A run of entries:

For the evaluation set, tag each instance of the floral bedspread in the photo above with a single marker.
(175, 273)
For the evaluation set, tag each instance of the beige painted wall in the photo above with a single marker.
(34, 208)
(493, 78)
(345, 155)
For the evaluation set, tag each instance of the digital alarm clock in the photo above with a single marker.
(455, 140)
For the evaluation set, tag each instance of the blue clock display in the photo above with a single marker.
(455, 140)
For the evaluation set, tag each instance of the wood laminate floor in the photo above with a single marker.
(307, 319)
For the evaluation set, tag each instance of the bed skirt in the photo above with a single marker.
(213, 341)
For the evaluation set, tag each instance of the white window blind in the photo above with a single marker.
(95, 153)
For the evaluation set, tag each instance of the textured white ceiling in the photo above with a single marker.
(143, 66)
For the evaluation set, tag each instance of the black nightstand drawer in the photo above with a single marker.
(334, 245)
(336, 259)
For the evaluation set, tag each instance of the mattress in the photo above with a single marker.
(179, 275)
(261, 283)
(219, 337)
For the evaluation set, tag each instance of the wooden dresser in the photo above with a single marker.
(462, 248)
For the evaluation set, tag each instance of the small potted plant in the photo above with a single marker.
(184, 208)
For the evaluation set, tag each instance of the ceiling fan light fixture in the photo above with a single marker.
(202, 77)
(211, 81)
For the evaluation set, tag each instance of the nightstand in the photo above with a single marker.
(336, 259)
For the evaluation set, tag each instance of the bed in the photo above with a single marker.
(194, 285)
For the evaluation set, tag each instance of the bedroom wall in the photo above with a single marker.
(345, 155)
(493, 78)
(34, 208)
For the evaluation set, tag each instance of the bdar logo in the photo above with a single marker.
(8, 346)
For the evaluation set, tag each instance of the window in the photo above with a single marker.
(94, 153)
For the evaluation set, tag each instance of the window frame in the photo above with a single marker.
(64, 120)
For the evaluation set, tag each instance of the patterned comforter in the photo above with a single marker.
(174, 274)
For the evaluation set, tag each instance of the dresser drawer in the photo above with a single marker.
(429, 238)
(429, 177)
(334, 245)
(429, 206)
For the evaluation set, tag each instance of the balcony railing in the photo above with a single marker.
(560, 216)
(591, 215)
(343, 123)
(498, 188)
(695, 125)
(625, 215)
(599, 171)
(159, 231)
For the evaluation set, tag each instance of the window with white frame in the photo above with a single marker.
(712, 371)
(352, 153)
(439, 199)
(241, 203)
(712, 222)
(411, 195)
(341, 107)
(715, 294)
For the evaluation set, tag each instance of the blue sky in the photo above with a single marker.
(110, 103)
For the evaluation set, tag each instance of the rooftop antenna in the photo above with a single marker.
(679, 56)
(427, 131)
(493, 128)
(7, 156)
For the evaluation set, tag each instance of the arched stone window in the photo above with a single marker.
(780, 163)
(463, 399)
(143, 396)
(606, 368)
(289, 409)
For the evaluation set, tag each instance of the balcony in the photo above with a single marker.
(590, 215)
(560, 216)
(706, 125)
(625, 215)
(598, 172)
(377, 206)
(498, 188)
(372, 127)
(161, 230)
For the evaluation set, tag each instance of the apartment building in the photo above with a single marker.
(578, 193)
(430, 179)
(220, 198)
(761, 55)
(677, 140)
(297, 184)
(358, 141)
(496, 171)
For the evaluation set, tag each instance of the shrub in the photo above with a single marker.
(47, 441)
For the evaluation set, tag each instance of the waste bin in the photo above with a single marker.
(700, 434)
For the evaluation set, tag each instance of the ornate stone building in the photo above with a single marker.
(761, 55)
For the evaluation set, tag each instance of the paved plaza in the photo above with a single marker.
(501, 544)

---

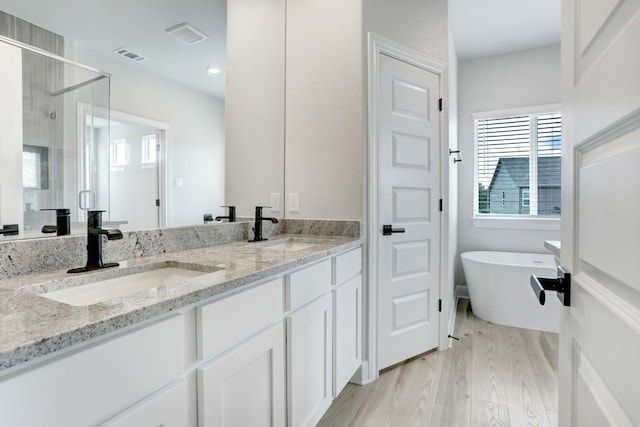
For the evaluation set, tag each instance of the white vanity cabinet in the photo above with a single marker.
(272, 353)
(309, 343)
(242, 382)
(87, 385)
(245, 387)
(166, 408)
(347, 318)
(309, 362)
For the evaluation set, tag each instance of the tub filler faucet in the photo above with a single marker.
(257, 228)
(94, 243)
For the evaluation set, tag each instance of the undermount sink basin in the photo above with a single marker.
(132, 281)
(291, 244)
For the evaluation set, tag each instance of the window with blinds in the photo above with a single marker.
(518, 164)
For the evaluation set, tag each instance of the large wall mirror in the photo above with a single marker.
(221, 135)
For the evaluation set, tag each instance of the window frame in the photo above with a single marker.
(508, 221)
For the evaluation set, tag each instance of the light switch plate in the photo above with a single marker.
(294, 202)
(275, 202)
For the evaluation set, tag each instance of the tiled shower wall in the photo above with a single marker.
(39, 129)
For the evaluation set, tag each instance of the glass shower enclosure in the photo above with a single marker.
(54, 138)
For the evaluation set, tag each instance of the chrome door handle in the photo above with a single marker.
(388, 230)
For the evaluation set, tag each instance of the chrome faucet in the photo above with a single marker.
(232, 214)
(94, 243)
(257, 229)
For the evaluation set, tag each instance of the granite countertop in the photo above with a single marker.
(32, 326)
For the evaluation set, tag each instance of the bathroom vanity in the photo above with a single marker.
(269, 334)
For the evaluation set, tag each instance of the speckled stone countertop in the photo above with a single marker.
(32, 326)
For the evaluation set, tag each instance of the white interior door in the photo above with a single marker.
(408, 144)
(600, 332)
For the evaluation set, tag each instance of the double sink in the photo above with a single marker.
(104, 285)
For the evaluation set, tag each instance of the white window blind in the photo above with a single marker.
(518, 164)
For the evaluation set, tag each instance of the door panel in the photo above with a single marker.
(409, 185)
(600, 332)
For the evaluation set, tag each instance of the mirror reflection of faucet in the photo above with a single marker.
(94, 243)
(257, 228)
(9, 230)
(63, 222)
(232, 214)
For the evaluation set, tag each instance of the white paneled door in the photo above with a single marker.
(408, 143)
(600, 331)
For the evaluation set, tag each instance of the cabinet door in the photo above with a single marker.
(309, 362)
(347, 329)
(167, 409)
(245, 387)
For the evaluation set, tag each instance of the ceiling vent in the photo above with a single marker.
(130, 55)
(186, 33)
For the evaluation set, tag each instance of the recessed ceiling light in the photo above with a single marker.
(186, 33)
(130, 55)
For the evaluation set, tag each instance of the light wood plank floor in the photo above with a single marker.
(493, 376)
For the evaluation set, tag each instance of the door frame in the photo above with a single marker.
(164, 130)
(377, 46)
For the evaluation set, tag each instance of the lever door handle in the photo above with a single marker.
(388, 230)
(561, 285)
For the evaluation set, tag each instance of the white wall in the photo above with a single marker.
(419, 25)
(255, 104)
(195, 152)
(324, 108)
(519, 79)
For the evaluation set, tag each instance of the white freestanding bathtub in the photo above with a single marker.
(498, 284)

**GOAL**
State how many lines in the entries above contain the string "countertop", with case counting. Give only the number.

**RESULT OF THIS EXERCISE**
2